Consigne écrite 1: Dans les lignes qui suivent l'extrait, recopiez sans rien changer le passage allant de la ligne qui contient "The locate routine indicates the woman in" jusqu'à celle qui contient "x=392 y=179", les deux incluses.

Extrait choisi:
____________________

Conquête de l'Amérique : la brutalité des Européens
Ils entraient dans les villages et ne laissaient ni enfants, ni vieillards, ni femmes enceintes ou accouchées qu'ils n'aient éventrés et mis en pièces, comme s'ils s'attaquaient à des agneaux réfugiés dans leurs bergeries. Ils faisaient des paris à qui ouvrirait un homme d'un coup de couteau, ou lui couperait la tête d'un coup de pique ou mettrait ses entrailles à nu. Ils arrachaient les bébés qui tétaient leurs mères, les prenaient par les pieds et leur cognaient la tête contre les rochers. D'autres les lançaient par-dessus l'épaule dans les fleuves en riant et en plaisantant, et quand les enfants tombaient dans l'eau, ils disaient : "Tu frétilles, espèce de drôle !" ; ils embrochaient sur une épée des enfants avec leurs mères et tous ceux qui se trouvaient devant eux. Ils faisaient de longues potences où les pieds touchaient presque terre et par groupes de treize, [...] ils y mettaient le feu et les brûlaient vifs. D'autres leur attachaient tout le corps dans de la paille sèche et y mettaient le feu ; c'est ainsi qu'ils les brûlaient. A d'autres, à tous ceux qu'ils voulaient prendre en vie, ils coupaient les deux mains, et les mains leur pendaient ; et ils leur disaient : "Allez porter les lettres", ce qui signifiaient d'aller porter la nouvelle à ceux qui s'étaient enfuis dans les forêts.

____________________

Consigne écrite 2: D'après l'extrait sur la conquête de l'Amérique, par groupes de combien les victimes étaient-elles brûlées sur les potences ?

____________________

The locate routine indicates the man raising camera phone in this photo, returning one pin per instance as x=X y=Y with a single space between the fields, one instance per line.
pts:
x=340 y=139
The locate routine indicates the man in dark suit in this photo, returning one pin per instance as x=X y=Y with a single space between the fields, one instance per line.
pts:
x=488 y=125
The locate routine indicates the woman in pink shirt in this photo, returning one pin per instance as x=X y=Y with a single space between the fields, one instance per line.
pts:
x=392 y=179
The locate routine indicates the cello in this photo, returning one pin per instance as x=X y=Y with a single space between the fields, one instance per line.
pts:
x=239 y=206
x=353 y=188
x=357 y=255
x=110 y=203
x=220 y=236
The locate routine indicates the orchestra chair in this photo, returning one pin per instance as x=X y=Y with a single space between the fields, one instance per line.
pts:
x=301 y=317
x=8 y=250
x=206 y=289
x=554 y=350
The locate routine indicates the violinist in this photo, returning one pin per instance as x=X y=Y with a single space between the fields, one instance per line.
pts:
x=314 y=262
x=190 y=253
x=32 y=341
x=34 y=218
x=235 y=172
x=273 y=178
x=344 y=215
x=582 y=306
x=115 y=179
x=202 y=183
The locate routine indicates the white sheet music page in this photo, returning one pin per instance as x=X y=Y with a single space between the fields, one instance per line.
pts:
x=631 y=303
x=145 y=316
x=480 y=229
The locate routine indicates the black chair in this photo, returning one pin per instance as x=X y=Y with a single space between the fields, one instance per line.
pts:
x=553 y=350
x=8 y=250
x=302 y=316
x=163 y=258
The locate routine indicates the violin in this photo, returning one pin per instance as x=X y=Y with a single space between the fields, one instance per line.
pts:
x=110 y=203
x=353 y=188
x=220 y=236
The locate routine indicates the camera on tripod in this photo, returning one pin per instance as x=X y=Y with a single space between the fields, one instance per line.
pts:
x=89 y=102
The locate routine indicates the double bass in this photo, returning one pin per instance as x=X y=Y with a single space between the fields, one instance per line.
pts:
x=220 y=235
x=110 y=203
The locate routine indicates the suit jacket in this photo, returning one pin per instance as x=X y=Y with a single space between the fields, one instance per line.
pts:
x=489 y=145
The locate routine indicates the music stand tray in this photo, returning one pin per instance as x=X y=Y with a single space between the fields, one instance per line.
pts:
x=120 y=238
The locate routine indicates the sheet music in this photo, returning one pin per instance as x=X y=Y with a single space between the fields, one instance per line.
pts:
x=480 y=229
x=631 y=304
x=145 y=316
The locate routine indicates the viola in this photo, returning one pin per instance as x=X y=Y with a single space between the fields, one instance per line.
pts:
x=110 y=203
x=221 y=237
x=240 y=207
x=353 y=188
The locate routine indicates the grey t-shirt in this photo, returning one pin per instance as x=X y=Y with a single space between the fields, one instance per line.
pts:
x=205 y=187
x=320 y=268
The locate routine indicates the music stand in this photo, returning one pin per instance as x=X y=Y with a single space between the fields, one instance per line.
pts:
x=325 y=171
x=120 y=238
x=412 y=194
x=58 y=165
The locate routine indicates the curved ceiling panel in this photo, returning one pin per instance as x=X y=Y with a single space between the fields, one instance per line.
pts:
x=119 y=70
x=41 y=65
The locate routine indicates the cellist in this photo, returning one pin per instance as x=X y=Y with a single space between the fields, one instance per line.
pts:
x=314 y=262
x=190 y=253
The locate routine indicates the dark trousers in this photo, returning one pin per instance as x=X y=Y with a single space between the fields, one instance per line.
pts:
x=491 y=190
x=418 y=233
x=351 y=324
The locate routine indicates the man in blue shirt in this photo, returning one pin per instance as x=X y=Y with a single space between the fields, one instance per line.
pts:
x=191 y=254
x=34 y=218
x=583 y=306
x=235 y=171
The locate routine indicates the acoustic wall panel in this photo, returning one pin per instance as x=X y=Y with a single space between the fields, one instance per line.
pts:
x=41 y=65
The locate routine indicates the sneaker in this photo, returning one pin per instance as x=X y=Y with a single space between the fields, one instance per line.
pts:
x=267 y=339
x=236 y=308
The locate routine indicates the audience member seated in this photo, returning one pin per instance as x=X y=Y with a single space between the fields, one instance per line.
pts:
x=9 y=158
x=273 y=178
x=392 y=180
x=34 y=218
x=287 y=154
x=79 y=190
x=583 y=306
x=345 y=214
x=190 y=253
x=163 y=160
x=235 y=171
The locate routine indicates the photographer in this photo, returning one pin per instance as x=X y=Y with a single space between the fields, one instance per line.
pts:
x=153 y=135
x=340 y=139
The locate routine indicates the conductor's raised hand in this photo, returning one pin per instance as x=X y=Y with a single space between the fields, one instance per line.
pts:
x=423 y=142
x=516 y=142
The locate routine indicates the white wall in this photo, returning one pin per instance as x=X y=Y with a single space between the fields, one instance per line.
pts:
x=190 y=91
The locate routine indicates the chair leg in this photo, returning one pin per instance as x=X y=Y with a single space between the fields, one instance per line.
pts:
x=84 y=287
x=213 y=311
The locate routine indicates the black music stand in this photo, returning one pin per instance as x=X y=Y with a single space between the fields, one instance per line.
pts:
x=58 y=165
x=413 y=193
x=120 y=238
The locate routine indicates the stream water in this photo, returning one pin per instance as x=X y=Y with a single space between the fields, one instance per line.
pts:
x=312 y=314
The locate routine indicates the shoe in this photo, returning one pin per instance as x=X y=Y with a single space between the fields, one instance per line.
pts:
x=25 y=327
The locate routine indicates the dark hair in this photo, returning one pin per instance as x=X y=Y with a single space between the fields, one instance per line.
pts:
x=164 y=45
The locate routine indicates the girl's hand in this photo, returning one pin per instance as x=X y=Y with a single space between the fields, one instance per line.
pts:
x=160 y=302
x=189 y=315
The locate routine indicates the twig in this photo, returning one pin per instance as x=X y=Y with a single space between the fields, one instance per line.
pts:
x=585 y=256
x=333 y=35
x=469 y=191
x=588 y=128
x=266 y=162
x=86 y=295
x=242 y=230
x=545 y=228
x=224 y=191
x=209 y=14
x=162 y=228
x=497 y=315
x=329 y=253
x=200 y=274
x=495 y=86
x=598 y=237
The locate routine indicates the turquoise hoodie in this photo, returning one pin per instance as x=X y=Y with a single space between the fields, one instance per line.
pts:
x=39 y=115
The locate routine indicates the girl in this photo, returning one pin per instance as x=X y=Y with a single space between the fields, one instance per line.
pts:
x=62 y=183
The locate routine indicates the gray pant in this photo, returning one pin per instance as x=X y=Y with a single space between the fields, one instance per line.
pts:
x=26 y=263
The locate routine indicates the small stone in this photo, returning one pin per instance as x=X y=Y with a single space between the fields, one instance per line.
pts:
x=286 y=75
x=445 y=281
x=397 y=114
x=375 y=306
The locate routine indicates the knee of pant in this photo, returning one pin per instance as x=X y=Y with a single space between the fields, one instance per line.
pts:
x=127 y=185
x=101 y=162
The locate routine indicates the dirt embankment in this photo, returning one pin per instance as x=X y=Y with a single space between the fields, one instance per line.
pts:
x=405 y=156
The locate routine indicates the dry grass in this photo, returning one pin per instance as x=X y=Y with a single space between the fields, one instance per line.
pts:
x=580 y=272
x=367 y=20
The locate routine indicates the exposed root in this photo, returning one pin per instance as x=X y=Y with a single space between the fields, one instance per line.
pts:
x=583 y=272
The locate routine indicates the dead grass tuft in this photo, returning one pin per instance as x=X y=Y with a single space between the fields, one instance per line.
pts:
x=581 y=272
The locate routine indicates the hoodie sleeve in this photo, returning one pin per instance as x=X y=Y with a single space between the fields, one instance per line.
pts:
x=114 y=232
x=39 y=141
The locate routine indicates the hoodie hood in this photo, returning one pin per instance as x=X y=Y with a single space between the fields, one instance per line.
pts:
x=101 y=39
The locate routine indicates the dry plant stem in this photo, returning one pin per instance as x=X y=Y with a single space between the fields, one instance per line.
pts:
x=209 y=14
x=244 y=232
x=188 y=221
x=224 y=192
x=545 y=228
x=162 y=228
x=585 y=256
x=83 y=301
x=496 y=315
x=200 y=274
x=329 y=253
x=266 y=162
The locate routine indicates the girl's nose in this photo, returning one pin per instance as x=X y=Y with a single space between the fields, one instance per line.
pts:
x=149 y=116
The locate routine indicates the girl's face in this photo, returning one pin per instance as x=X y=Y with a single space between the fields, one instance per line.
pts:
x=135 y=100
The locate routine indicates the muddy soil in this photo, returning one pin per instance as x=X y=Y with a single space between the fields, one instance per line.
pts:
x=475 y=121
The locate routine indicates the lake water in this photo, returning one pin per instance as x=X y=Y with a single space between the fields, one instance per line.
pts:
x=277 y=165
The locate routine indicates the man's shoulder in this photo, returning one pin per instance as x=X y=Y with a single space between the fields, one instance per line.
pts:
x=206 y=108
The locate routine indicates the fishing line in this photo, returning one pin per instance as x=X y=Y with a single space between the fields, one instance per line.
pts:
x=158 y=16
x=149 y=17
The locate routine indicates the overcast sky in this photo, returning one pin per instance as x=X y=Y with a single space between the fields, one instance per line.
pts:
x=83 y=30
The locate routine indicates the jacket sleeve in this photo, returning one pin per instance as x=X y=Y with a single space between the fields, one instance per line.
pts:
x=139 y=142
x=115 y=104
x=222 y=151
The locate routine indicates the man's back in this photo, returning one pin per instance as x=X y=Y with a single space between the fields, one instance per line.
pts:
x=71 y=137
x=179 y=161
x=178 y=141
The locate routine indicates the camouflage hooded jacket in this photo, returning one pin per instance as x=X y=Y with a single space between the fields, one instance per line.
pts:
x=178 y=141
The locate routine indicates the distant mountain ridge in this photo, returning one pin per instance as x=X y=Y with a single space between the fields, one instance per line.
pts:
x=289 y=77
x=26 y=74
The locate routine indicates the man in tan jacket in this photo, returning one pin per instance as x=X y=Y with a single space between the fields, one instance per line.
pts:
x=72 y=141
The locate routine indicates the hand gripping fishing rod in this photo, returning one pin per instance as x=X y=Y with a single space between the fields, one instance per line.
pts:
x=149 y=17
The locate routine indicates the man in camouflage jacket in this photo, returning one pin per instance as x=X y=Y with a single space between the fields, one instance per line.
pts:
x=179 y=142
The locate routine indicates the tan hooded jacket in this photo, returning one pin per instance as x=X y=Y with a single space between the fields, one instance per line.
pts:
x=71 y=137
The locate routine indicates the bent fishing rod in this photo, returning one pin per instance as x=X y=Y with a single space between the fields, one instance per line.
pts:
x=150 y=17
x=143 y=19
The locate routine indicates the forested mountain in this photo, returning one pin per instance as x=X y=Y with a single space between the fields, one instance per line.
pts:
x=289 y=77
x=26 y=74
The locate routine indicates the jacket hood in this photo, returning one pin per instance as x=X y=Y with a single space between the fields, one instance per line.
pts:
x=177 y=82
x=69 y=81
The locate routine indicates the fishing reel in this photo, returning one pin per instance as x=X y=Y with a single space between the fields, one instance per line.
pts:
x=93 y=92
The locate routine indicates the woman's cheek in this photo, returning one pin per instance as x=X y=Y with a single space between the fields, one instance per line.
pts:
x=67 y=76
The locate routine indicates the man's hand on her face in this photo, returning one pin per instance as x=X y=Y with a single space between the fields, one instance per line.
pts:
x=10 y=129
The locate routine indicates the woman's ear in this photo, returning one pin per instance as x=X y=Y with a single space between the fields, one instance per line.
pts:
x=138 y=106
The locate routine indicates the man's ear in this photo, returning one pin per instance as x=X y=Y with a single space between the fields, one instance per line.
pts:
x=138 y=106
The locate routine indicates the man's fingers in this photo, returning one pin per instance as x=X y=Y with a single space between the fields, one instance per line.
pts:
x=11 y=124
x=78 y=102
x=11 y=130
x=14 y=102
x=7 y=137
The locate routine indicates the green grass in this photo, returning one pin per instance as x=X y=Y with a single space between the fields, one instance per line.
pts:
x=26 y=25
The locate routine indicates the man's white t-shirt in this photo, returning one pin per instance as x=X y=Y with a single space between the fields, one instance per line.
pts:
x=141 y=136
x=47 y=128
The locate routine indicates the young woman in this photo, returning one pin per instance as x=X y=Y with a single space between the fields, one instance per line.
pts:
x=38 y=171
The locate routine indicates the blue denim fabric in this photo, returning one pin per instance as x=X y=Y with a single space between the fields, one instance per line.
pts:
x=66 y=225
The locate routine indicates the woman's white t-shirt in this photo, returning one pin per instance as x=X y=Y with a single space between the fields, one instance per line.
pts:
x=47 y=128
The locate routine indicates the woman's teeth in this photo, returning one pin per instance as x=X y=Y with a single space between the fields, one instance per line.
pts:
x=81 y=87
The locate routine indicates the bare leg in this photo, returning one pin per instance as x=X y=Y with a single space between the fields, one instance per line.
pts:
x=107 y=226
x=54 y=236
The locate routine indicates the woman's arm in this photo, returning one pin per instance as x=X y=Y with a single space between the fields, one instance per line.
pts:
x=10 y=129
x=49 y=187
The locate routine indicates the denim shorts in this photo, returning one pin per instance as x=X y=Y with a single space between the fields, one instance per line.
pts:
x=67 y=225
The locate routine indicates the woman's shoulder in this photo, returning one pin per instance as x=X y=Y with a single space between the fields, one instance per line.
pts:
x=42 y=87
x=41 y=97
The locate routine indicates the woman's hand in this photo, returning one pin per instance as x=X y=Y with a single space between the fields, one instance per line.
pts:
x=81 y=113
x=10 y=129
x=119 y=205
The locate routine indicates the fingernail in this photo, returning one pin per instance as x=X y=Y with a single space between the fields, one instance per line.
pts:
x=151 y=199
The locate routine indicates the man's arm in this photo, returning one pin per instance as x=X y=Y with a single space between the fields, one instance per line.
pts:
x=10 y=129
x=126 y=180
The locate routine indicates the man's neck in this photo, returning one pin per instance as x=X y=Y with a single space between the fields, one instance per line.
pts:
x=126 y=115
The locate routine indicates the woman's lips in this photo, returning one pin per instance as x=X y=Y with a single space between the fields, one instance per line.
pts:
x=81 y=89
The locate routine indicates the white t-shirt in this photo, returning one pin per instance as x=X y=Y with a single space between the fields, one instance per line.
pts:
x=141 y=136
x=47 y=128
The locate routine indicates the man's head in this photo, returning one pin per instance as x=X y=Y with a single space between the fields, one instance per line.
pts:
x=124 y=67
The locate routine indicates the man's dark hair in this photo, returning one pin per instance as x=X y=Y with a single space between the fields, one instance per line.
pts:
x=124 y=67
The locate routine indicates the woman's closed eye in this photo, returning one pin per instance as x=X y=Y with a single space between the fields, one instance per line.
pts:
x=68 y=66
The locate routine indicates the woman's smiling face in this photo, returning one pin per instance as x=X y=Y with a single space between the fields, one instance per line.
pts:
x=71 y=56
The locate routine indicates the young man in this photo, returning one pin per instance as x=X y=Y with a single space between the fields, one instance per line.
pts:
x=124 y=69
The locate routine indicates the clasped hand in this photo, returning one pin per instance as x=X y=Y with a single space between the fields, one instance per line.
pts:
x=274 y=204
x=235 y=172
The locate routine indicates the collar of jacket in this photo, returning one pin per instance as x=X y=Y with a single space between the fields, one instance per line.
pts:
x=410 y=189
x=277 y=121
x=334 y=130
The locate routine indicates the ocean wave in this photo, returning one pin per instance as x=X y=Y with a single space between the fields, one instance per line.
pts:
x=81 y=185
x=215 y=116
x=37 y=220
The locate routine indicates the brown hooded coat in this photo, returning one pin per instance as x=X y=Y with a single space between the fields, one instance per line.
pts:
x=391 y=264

____________________

Réponse complète 1:
The locate routine indicates the woman in pink shirt in this photo, returning one pin per instance as x=X y=Y with a single space between the fields, one instance per line.
pts:
x=392 y=179

Réponse complète 2: Par groupes de treize.